[What to work on]
Copy the lines word for word. Begin at the line that contains "Target: fog" and end with the final line of the data.

Image-grounded pointing data:
-- -- --

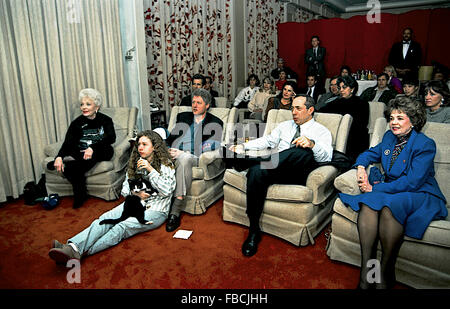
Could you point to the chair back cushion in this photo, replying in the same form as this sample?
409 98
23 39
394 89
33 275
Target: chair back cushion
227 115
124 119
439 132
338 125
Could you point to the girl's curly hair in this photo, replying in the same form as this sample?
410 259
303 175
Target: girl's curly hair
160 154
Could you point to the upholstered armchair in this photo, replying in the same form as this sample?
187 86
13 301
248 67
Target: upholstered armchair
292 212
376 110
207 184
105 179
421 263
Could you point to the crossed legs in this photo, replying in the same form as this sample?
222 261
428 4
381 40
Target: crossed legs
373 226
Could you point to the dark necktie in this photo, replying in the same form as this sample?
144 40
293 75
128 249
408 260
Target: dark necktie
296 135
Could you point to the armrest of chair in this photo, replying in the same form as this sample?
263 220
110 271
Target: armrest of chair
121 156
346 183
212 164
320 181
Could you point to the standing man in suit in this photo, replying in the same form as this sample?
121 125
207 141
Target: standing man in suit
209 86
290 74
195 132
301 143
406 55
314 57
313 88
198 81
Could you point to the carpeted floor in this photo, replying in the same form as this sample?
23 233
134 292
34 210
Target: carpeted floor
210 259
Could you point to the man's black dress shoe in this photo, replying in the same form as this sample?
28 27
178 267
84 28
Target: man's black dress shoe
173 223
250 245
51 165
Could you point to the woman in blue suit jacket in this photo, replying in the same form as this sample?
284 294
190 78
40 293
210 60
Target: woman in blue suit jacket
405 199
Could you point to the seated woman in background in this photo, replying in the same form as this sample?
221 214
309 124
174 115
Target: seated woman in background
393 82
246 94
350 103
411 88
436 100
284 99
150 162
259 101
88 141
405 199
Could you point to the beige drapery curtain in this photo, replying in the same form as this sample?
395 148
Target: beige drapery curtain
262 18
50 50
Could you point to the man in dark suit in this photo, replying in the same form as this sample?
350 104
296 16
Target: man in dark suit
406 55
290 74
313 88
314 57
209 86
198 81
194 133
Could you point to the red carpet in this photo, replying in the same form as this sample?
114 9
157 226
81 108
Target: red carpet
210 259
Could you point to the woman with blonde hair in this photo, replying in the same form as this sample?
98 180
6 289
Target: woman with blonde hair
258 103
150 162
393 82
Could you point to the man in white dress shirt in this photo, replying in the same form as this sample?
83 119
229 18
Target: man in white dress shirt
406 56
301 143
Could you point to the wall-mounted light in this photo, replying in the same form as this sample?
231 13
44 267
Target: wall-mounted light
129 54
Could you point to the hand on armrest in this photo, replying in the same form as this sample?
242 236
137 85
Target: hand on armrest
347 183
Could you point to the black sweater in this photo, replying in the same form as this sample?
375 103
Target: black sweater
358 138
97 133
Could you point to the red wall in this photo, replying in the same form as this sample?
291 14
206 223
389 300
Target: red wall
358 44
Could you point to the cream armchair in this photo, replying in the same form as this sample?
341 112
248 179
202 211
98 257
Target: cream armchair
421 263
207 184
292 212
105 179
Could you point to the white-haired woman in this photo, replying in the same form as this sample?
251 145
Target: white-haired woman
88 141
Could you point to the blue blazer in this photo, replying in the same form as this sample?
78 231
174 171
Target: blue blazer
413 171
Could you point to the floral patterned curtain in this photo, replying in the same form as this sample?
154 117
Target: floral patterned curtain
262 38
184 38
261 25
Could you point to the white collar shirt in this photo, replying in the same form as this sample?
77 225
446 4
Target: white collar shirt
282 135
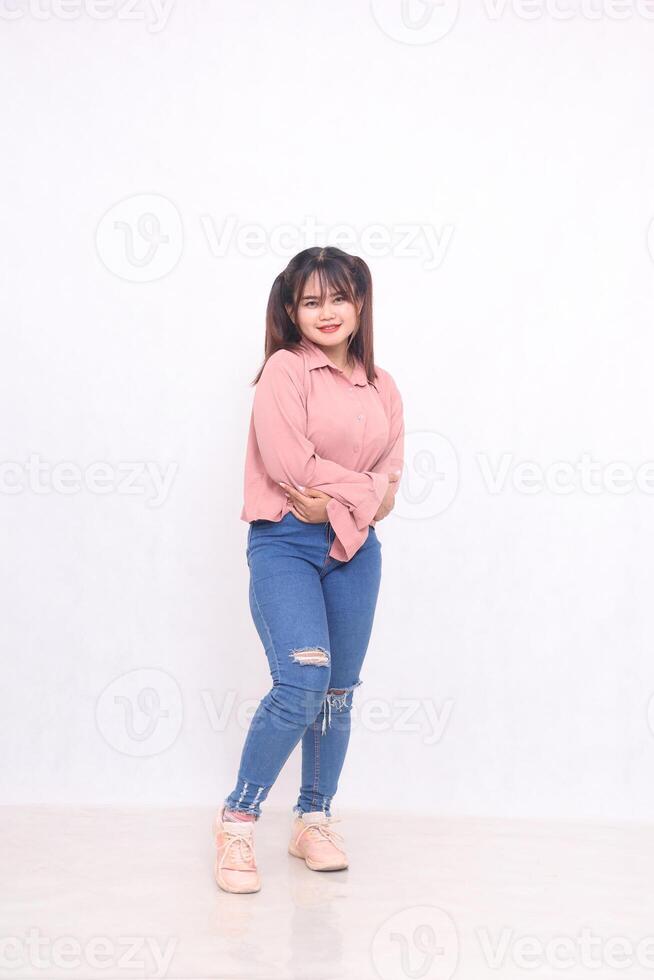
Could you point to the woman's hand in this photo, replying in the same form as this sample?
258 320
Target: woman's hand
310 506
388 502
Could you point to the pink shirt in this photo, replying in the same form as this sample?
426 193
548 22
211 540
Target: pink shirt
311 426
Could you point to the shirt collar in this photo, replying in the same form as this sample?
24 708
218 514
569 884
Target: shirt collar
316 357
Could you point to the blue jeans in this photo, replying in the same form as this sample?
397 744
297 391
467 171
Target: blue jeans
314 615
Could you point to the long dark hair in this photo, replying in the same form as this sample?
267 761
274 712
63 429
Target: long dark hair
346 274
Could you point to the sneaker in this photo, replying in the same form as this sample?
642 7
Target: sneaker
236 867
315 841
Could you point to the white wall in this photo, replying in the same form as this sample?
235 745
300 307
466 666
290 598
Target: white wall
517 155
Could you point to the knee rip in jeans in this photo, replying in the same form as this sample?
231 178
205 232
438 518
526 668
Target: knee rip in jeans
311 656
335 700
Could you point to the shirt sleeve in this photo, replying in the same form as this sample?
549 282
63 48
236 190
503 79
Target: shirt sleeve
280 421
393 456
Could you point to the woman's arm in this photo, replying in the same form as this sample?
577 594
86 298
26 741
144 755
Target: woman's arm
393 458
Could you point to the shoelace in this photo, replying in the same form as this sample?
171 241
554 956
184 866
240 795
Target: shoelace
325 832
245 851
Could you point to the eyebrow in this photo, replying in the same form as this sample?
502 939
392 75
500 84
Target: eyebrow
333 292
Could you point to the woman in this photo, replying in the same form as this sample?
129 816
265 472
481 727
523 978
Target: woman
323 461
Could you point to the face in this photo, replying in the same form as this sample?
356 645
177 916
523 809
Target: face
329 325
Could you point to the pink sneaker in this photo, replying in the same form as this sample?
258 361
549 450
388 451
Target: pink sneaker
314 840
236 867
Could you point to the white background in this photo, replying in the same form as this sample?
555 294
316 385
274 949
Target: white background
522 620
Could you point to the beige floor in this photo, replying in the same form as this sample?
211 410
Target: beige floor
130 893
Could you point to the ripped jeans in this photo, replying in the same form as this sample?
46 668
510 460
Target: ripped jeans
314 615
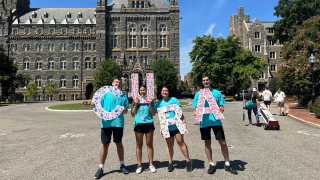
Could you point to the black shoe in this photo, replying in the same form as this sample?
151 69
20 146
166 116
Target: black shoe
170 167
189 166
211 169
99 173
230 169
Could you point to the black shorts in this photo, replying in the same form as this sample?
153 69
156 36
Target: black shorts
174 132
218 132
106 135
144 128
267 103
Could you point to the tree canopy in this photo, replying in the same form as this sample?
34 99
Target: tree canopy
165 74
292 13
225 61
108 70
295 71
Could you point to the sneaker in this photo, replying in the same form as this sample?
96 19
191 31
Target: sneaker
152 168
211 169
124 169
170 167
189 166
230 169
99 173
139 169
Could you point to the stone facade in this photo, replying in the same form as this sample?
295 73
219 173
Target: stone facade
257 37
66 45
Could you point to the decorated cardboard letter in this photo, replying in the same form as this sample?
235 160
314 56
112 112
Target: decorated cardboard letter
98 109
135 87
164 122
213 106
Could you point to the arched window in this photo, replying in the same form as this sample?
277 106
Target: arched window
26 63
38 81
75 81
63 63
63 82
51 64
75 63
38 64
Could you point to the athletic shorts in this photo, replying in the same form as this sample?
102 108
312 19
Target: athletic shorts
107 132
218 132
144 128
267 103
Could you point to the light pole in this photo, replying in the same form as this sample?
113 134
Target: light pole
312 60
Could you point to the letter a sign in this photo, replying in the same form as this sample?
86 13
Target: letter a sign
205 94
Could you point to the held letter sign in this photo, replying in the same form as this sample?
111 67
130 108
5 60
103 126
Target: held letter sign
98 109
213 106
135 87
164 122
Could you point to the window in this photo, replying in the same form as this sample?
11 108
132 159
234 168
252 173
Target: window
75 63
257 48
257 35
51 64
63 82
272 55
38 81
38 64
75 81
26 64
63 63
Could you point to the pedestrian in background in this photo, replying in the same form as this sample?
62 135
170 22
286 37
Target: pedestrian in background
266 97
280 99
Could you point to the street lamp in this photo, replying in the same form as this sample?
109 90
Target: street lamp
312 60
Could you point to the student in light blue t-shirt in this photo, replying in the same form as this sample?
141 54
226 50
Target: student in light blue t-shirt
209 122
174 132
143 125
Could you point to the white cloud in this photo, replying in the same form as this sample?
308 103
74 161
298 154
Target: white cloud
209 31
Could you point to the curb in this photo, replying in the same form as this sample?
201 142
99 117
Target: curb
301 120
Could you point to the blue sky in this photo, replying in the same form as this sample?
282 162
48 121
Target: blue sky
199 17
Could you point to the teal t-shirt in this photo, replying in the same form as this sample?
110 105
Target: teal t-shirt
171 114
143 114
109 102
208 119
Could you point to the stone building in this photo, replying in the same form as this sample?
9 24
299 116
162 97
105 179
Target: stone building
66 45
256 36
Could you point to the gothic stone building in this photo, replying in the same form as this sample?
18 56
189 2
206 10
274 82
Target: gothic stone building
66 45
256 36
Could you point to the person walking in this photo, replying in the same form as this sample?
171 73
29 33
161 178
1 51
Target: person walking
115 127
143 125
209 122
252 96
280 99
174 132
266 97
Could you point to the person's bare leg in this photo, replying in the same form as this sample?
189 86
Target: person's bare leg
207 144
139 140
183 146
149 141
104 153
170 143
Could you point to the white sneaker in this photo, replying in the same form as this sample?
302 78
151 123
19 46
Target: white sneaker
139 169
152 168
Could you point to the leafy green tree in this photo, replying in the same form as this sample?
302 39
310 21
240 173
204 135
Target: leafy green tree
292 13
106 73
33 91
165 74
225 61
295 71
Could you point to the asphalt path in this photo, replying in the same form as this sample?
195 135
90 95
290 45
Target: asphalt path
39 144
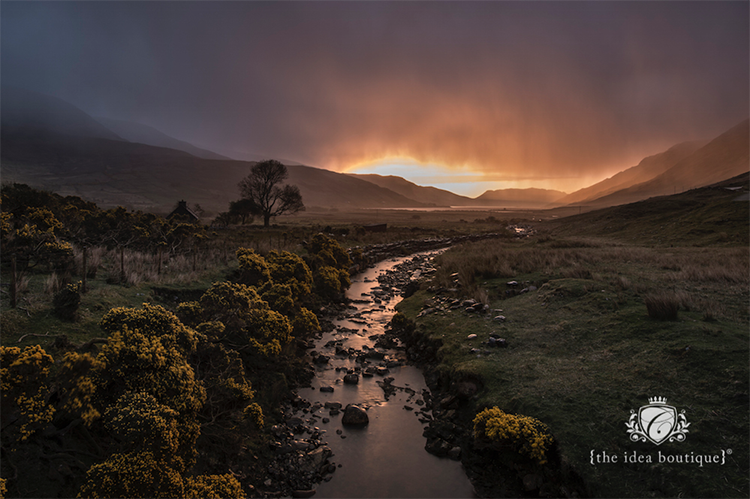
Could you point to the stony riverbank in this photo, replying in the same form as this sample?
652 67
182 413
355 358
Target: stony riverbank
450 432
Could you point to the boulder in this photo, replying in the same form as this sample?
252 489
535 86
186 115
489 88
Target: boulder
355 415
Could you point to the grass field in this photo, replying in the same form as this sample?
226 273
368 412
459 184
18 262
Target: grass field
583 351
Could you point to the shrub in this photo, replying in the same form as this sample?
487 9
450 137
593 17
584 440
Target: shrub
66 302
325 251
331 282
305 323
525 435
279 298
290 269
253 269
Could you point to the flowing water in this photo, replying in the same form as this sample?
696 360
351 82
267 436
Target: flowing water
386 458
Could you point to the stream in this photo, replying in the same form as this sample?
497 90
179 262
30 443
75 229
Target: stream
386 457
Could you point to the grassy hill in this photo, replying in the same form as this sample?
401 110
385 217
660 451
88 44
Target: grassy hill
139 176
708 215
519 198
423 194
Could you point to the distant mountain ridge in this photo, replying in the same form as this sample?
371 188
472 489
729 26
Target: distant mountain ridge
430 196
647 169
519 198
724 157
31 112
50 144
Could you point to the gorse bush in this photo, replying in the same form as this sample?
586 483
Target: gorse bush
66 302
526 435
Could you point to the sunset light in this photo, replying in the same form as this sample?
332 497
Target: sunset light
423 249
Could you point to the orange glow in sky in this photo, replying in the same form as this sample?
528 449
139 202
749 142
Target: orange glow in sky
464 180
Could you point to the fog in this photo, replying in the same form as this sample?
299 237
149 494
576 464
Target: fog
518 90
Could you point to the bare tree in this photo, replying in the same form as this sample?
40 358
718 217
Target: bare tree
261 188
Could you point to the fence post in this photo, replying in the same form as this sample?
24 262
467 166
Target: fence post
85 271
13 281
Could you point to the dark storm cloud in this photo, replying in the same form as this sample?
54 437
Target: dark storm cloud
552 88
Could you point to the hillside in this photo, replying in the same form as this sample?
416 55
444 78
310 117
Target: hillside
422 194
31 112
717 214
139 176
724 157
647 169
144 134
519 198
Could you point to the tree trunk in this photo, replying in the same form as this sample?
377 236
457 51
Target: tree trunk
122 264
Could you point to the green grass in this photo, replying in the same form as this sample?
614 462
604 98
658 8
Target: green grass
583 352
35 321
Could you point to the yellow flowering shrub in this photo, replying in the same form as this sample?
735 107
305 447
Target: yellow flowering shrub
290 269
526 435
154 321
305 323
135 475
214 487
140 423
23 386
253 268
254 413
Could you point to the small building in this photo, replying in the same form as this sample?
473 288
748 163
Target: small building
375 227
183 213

-- -- --

[Written solution]
Target: fog
518 90
Could you point to the bare tree in this photo, replying in the same form as this sample?
40 358
718 217
Target: bare tree
261 188
Could you point to the fence post in this photo, replying in the same form as this sample?
24 262
467 166
Target: fence post
85 271
13 281
Could you point to the dark storm cloud in this photo, replying in the same form as this sample?
54 437
Target: dark storm cloud
552 88
Could you point to the hillside in this photo, replying in the same form as this sample?
416 55
444 78
310 117
Target: hillside
422 194
31 112
717 214
139 176
724 157
647 169
144 134
519 198
Could you point to the tree trunk in this photo, replying in the same form as this sample?
377 236
457 51
Target: tree trunk
122 264
Could you point to the green grass in this photo, replying in the same form as this sample?
614 462
604 98
658 8
Target: green grass
583 352
35 321
Could you point to the yellow flowering shrub in this photo, replying in the same form as this sample?
735 107
305 447
Target: yellow flowering shrub
290 269
526 435
154 321
305 323
135 475
214 487
140 423
23 386
253 268
254 413
Could you point to the small building in this photo, replying in the same form as this sample?
473 288
748 163
Target: small building
375 227
183 213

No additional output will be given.